(Collected data entries)
┌────────

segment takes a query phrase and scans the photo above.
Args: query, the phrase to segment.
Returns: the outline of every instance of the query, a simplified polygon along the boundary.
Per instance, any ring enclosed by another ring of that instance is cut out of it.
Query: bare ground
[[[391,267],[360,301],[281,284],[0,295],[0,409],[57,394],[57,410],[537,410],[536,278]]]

└────────

_Goal of the exercise_
Each line of the data above must be restated word for word.

_Result for this task_
segment takes a query phrase and scans the photo above.
Args: query, the phrase to segment.
Returns: the outline of every instance of the query, a simplified polygon along the boundary.
Per instance, any ring enclosed by another ring of that instance is cut out of it.
Query: bare ground
[[[391,267],[360,301],[281,284],[0,295],[0,409],[57,394],[57,410],[537,410],[536,278]]]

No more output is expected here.